[Referring expression pointing data]
------------

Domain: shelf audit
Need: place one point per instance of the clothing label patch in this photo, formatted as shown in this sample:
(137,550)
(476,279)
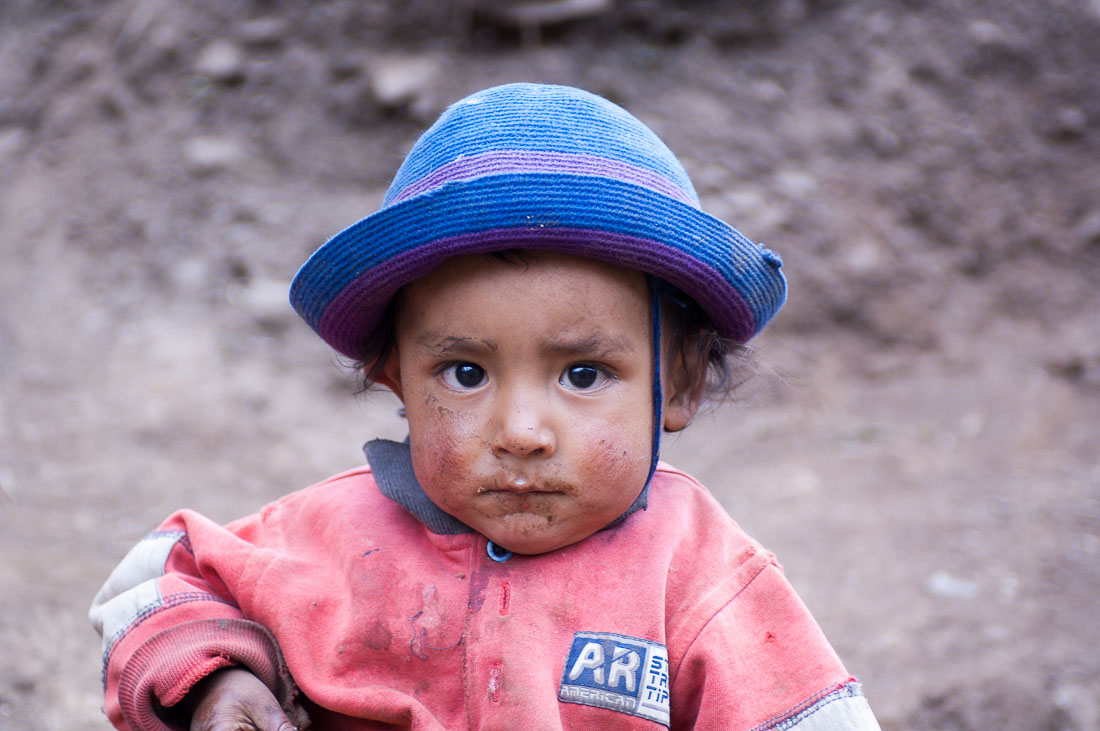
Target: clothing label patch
(619,673)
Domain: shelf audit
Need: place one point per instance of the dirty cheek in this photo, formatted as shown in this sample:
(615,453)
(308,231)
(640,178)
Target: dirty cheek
(614,455)
(441,439)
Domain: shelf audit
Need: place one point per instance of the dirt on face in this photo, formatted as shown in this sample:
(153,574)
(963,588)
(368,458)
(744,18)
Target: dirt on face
(919,445)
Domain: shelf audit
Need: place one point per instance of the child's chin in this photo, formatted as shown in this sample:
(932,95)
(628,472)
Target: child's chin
(530,545)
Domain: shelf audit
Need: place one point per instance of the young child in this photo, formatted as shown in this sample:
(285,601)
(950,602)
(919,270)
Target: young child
(545,296)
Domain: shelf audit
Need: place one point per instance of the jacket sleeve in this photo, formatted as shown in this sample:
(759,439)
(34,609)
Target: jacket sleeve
(761,662)
(168,618)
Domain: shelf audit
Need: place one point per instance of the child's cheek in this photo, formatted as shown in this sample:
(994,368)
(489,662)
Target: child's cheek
(614,453)
(441,438)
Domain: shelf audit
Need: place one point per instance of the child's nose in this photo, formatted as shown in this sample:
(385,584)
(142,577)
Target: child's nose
(523,431)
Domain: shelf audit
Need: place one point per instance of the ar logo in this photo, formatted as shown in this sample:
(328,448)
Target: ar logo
(623,674)
(623,666)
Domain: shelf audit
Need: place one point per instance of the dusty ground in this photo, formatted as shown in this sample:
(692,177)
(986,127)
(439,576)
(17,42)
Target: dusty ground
(921,447)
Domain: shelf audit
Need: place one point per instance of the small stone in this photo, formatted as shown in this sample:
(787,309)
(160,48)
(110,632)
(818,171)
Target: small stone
(1069,123)
(942,584)
(862,256)
(398,80)
(211,153)
(222,62)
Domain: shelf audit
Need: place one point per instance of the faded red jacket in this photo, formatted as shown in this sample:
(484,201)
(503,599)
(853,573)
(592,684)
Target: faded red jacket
(352,609)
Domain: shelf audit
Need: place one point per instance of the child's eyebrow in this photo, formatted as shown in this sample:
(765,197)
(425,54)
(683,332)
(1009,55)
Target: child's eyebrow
(450,344)
(590,345)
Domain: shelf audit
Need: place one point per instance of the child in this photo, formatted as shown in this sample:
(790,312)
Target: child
(545,296)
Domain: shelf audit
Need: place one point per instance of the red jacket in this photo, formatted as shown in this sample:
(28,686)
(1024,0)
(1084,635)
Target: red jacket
(672,618)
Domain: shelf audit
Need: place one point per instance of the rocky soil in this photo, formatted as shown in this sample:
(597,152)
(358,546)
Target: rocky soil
(920,445)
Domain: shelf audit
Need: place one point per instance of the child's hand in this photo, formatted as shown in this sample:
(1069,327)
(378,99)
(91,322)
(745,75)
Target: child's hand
(234,699)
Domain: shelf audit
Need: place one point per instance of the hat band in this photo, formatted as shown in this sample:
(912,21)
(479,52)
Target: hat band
(347,323)
(501,162)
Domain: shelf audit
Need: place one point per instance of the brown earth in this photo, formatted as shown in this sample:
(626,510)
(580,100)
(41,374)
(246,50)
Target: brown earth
(919,447)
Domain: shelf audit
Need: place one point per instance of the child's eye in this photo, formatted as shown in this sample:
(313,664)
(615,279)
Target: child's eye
(463,375)
(583,377)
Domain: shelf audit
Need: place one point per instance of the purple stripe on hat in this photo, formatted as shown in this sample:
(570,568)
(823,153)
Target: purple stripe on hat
(352,314)
(496,162)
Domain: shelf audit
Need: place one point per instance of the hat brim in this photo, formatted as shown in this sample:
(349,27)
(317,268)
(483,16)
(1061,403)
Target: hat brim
(343,289)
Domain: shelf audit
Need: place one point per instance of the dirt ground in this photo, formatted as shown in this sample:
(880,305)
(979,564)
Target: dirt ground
(920,446)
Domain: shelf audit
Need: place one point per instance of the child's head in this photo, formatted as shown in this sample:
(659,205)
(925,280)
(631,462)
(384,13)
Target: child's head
(510,292)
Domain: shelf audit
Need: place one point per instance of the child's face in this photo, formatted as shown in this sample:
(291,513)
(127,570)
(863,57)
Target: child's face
(528,389)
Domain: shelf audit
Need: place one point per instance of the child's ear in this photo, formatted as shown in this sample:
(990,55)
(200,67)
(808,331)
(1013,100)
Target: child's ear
(683,392)
(391,376)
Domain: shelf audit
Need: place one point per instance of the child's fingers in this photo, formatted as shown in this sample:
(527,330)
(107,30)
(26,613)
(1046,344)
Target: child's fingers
(234,699)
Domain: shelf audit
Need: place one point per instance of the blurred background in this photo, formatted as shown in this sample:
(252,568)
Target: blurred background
(920,446)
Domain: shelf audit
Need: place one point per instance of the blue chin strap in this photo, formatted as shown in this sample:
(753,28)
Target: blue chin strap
(658,290)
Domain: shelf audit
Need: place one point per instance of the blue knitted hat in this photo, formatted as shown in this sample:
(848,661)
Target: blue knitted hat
(539,167)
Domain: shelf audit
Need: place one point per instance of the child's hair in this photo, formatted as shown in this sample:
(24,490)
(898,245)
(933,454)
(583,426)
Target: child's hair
(530,167)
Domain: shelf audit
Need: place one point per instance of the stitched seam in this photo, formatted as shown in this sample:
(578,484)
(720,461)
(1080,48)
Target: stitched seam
(804,710)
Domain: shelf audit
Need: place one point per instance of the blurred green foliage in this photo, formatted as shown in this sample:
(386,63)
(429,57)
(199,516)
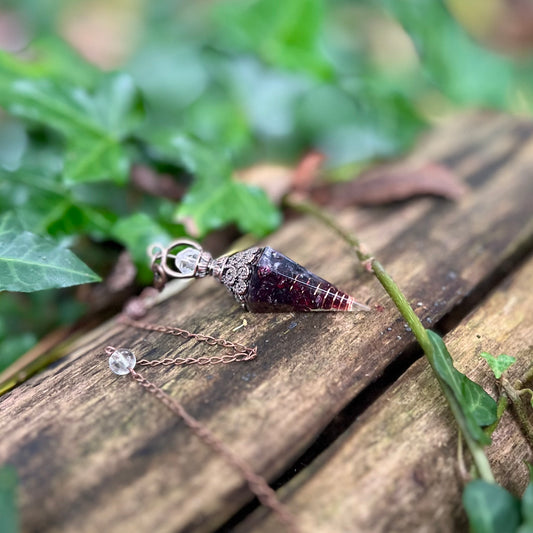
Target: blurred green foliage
(196,90)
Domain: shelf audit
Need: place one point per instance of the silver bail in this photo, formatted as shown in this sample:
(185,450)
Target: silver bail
(182,258)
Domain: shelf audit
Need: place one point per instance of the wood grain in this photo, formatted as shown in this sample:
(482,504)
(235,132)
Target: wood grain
(95,452)
(396,468)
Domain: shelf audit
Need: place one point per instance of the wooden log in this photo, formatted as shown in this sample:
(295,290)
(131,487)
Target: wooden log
(94,451)
(396,468)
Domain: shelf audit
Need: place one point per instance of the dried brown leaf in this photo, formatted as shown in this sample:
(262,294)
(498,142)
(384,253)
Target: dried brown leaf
(392,183)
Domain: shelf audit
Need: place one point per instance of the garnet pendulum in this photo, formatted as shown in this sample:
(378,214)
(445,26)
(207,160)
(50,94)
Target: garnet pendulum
(261,279)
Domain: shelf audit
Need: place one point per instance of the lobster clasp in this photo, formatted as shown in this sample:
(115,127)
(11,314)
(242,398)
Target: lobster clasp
(181,259)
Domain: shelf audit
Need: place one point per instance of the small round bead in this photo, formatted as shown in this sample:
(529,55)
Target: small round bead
(121,362)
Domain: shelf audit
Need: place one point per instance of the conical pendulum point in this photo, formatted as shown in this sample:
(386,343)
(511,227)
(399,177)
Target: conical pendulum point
(278,283)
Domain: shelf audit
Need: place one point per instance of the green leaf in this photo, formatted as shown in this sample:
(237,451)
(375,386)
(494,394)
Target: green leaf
(9,518)
(13,346)
(137,232)
(477,407)
(31,263)
(461,68)
(490,508)
(289,37)
(498,364)
(215,199)
(93,124)
(91,158)
(229,202)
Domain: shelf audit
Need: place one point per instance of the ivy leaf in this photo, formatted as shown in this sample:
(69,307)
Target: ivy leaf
(469,75)
(490,508)
(93,124)
(215,198)
(499,364)
(288,37)
(29,262)
(9,519)
(12,347)
(477,407)
(137,232)
(228,202)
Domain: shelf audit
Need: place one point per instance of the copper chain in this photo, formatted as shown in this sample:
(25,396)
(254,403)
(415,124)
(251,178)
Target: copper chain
(257,484)
(237,352)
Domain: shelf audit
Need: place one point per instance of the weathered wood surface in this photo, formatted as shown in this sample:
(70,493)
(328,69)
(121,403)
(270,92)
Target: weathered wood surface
(396,468)
(95,452)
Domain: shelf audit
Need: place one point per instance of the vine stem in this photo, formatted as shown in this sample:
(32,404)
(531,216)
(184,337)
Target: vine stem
(407,312)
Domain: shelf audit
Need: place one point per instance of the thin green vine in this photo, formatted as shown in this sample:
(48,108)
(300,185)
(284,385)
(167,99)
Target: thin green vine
(407,312)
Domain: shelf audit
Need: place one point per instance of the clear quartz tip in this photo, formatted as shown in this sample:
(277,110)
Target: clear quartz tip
(122,361)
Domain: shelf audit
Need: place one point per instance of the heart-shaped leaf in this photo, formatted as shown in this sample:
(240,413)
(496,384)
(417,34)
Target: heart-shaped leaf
(29,262)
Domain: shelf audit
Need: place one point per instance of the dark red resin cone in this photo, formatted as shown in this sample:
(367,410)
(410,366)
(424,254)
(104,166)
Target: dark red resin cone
(278,283)
(261,279)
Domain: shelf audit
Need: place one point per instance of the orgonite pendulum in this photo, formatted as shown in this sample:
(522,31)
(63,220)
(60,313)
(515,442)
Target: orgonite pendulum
(261,279)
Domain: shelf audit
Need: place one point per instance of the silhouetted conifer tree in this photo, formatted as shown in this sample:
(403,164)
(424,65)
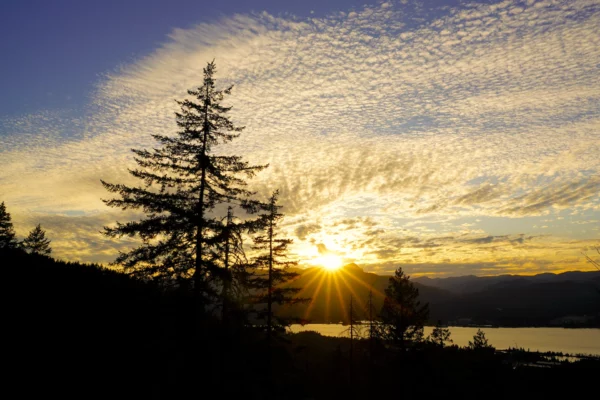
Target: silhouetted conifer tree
(183,181)
(479,342)
(8,239)
(36,242)
(402,315)
(271,269)
(440,335)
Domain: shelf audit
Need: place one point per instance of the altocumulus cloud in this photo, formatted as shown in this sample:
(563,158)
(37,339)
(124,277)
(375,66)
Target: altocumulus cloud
(393,112)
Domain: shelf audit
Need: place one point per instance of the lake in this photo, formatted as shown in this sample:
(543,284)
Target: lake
(572,341)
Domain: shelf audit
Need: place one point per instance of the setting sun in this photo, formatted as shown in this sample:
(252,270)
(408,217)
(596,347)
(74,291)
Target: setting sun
(330,262)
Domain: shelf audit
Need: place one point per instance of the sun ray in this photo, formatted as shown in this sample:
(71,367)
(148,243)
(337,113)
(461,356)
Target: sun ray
(315,293)
(327,297)
(368,286)
(339,294)
(351,290)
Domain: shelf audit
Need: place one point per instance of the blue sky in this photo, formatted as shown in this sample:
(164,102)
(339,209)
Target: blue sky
(447,138)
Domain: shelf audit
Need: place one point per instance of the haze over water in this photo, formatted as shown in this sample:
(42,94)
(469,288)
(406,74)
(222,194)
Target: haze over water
(572,341)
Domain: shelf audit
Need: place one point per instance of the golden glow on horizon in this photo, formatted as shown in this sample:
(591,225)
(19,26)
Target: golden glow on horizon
(330,262)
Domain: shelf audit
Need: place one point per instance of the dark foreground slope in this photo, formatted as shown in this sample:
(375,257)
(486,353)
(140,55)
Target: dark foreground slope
(77,331)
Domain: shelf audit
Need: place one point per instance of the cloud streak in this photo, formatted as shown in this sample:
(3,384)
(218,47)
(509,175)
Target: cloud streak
(393,113)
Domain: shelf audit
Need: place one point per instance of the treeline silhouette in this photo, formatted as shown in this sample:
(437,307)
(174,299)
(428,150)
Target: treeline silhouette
(84,331)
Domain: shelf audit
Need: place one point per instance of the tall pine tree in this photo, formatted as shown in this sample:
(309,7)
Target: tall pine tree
(184,179)
(36,242)
(8,239)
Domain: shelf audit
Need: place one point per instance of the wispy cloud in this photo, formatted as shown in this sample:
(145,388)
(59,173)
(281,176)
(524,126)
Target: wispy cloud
(392,111)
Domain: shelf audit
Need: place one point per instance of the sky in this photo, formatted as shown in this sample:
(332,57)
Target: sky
(448,138)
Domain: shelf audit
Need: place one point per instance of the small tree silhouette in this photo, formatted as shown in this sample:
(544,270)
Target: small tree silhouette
(36,242)
(480,342)
(440,335)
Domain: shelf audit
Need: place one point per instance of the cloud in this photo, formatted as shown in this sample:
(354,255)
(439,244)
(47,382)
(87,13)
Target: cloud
(382,117)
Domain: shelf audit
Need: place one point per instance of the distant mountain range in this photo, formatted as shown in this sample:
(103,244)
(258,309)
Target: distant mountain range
(567,299)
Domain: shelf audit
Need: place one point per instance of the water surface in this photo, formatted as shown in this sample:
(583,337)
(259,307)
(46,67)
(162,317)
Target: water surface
(572,341)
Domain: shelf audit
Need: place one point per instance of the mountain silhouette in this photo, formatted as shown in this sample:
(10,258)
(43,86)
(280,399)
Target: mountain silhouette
(509,300)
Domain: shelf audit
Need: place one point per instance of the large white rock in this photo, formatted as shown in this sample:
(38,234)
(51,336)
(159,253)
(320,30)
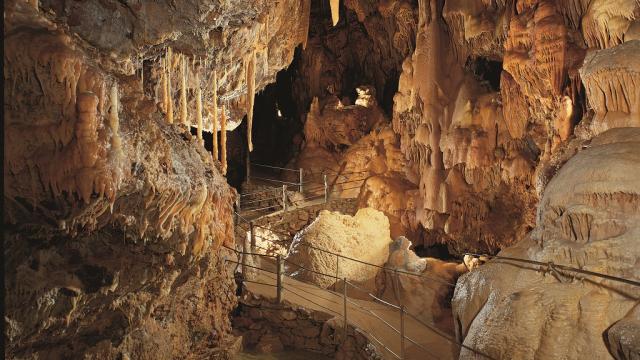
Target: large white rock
(365,236)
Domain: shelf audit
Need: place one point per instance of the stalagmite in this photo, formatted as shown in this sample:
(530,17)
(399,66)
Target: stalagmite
(142,76)
(214,115)
(223,140)
(114,121)
(163,78)
(168,63)
(303,30)
(183,91)
(251,87)
(199,108)
(335,11)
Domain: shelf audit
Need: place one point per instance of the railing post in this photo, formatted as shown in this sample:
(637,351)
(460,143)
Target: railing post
(344,310)
(279,278)
(284,198)
(301,180)
(402,353)
(326,189)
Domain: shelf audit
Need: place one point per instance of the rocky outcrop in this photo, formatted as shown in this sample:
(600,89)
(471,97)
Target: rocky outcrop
(422,285)
(586,219)
(114,217)
(215,37)
(364,236)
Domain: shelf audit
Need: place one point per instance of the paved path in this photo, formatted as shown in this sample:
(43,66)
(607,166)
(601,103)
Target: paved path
(361,314)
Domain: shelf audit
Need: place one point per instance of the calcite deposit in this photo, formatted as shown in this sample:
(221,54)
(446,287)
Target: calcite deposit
(114,214)
(422,285)
(507,126)
(586,219)
(364,236)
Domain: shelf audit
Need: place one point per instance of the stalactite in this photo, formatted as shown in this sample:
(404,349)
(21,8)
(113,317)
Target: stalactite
(251,86)
(266,47)
(114,121)
(214,117)
(335,11)
(199,108)
(223,140)
(168,64)
(183,91)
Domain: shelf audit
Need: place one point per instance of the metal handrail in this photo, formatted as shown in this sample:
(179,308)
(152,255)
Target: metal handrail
(552,265)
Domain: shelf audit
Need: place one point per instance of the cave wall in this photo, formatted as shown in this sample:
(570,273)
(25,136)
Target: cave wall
(114,219)
(492,98)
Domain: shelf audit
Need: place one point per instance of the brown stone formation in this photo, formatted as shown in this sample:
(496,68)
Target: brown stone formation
(133,39)
(586,219)
(115,220)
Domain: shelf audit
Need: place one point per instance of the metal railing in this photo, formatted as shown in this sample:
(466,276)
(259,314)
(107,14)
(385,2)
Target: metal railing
(281,286)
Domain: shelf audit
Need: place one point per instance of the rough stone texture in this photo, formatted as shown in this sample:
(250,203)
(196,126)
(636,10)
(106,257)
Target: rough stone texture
(227,34)
(587,219)
(491,98)
(364,236)
(264,323)
(114,220)
(372,166)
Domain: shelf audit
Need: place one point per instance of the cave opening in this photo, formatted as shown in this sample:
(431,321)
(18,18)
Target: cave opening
(486,71)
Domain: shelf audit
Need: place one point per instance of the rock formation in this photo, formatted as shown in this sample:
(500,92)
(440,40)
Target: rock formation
(448,122)
(364,236)
(115,218)
(586,219)
(427,295)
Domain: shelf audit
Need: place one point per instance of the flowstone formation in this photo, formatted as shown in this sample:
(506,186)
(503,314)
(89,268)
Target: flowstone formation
(586,219)
(424,286)
(115,215)
(364,236)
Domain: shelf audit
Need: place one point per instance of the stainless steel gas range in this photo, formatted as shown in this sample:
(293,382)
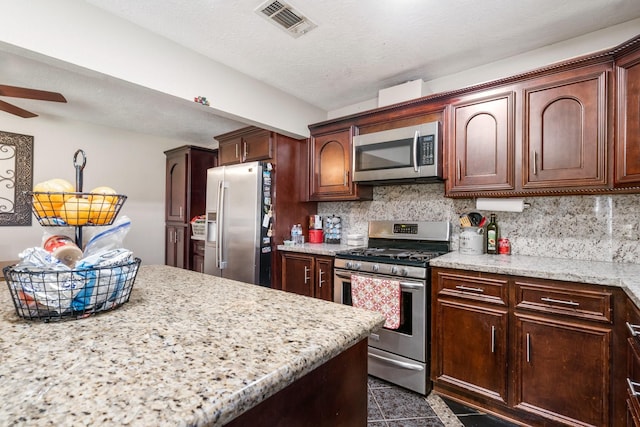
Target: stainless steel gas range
(398,251)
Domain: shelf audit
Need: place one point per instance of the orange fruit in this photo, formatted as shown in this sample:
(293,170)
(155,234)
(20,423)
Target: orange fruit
(49,204)
(102,211)
(75,211)
(103,190)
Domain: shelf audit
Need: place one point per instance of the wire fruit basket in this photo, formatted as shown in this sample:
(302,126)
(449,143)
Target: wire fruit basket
(55,295)
(52,294)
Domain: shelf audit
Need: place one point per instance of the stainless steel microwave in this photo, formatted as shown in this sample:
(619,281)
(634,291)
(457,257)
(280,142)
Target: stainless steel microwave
(411,153)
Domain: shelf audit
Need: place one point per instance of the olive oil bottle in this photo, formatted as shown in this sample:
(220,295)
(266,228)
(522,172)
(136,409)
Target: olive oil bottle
(492,235)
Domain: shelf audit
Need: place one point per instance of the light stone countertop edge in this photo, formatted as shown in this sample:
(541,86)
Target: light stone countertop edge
(187,349)
(622,275)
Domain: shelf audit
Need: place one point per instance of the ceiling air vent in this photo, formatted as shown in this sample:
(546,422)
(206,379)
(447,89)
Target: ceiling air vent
(286,17)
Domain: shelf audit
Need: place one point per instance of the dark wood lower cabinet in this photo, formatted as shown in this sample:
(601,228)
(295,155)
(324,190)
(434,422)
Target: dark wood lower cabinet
(535,351)
(308,275)
(562,370)
(472,348)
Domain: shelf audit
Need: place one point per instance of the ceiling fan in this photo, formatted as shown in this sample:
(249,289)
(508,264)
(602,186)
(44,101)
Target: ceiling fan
(21,92)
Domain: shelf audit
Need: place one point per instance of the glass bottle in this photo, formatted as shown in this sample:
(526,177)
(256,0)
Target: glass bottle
(492,235)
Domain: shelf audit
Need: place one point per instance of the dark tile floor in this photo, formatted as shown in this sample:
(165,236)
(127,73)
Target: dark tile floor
(393,406)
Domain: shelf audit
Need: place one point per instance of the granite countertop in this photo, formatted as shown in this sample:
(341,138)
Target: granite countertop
(187,349)
(316,248)
(626,276)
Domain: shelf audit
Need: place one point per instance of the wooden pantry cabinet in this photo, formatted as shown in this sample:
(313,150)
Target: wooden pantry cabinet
(536,351)
(185,197)
(306,274)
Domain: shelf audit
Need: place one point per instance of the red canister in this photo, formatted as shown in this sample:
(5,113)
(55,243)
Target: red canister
(504,246)
(316,236)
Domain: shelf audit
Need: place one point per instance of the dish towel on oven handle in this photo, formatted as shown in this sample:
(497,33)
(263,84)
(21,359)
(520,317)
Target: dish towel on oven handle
(381,295)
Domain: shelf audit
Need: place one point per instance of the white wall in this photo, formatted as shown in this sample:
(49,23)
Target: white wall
(584,45)
(81,34)
(133,164)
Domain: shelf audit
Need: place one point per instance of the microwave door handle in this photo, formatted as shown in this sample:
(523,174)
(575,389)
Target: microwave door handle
(416,169)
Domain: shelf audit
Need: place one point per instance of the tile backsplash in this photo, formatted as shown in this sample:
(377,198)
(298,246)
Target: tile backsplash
(597,228)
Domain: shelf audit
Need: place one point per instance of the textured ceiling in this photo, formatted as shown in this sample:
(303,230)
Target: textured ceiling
(358,48)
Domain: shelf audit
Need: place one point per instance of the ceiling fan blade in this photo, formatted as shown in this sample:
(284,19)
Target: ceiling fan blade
(4,106)
(22,92)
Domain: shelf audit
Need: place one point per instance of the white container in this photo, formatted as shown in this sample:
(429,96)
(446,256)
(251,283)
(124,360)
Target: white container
(471,241)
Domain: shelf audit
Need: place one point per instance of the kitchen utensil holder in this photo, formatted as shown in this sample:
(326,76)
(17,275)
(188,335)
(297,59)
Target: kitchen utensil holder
(48,294)
(54,295)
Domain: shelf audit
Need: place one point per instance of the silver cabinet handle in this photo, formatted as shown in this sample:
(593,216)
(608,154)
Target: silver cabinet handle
(559,301)
(306,272)
(633,329)
(493,339)
(404,365)
(415,151)
(470,289)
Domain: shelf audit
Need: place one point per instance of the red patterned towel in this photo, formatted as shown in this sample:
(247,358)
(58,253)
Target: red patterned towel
(381,295)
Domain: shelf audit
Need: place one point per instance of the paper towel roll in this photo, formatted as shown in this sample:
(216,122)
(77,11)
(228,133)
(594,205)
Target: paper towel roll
(500,205)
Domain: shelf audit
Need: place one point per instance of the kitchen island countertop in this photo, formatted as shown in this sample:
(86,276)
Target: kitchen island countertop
(624,275)
(187,349)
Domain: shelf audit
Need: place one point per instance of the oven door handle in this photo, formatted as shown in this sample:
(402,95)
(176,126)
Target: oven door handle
(404,285)
(404,365)
(407,285)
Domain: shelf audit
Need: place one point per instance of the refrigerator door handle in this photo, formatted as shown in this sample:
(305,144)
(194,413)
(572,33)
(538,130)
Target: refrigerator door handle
(220,263)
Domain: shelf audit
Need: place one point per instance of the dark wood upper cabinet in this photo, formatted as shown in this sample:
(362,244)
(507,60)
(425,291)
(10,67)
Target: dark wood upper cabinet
(565,129)
(330,162)
(482,144)
(627,156)
(245,145)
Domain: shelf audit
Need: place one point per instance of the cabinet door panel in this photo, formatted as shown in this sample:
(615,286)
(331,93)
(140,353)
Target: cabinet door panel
(471,347)
(324,279)
(483,144)
(297,274)
(257,147)
(176,188)
(628,121)
(565,133)
(563,370)
(229,152)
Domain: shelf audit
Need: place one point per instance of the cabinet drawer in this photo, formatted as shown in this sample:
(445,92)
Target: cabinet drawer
(490,290)
(579,303)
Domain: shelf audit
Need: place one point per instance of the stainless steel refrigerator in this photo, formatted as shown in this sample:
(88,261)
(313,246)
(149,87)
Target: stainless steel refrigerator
(238,211)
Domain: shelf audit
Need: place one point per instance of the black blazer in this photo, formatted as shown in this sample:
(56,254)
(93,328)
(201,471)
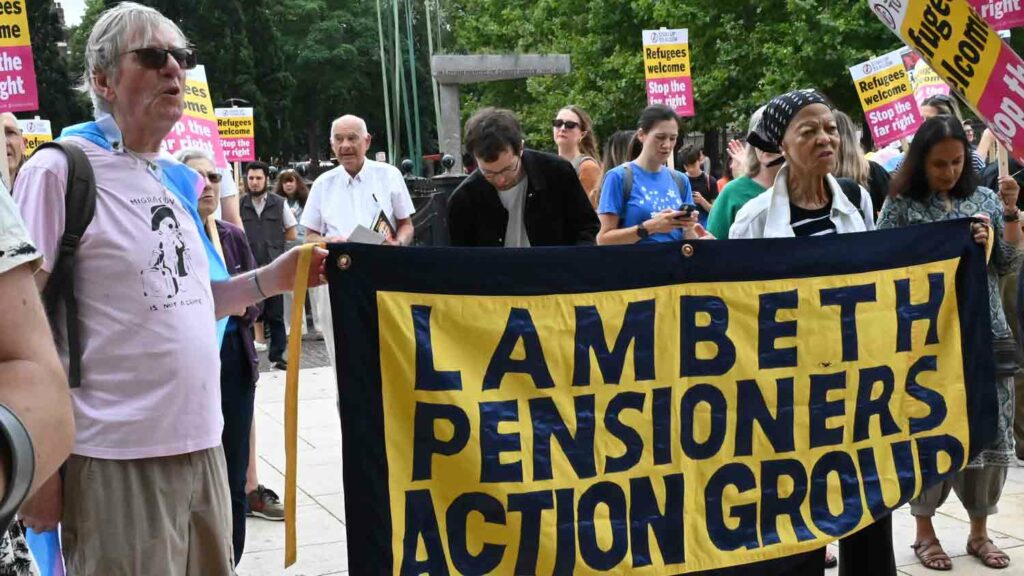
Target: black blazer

------------

- **Problem requirements**
Your answer should be every line above that contains the word "blazer".

- **Response area**
Need: place one point per instance of the black blazer in this photo, formatted as shown in this sample:
Target: black blazer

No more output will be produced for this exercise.